> [Problem description]: Among the records, how many lines contain "below"? Only the number is needed.

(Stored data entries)
= = =

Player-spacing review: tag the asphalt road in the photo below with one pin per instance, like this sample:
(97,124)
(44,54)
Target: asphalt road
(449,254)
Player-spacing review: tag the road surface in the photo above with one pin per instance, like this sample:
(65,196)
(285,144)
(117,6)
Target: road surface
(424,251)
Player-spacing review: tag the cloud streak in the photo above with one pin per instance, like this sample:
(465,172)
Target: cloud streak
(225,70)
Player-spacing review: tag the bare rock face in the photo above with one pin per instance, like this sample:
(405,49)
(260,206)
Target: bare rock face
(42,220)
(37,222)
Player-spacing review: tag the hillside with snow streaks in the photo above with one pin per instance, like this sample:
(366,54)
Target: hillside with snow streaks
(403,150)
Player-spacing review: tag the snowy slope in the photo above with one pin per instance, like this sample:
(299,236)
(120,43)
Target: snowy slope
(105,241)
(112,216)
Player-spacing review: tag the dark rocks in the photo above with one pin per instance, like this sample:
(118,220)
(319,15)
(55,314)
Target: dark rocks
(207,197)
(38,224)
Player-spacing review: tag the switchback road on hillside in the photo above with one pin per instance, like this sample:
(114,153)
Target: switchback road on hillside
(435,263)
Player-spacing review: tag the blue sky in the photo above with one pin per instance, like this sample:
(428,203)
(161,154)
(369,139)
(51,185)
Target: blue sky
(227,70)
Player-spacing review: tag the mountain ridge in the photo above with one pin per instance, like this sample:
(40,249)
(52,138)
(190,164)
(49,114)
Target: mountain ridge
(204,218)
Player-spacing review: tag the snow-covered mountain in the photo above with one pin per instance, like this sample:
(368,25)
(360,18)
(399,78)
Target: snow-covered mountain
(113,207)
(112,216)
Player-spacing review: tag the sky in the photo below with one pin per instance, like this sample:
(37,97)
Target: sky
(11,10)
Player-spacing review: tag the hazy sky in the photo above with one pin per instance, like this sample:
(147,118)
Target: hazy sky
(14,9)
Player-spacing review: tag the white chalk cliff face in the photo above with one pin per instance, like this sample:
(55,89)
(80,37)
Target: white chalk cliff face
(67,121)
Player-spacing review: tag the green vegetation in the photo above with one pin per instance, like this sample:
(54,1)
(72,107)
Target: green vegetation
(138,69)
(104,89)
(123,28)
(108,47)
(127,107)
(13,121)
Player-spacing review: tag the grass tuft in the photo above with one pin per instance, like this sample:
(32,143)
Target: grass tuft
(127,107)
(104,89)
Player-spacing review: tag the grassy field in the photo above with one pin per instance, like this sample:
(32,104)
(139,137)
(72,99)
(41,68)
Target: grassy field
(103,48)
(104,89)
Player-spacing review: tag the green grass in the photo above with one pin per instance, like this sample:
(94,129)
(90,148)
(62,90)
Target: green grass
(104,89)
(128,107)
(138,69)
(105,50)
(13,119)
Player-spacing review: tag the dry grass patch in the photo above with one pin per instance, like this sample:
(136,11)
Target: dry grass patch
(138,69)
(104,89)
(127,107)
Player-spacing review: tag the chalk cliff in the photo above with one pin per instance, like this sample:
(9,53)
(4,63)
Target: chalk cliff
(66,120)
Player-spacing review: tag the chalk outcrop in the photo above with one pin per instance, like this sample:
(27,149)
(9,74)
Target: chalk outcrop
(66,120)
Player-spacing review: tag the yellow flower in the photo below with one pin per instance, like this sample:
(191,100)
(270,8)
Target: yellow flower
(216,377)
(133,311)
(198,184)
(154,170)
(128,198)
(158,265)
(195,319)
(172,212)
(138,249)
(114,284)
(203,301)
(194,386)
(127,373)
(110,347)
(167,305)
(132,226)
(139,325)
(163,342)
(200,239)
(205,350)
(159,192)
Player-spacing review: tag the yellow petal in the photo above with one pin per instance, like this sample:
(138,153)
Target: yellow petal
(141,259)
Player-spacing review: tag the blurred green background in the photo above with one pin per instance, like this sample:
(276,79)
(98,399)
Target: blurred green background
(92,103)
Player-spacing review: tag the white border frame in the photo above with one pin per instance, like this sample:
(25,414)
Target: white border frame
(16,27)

= = =

> [Result of this task]: 3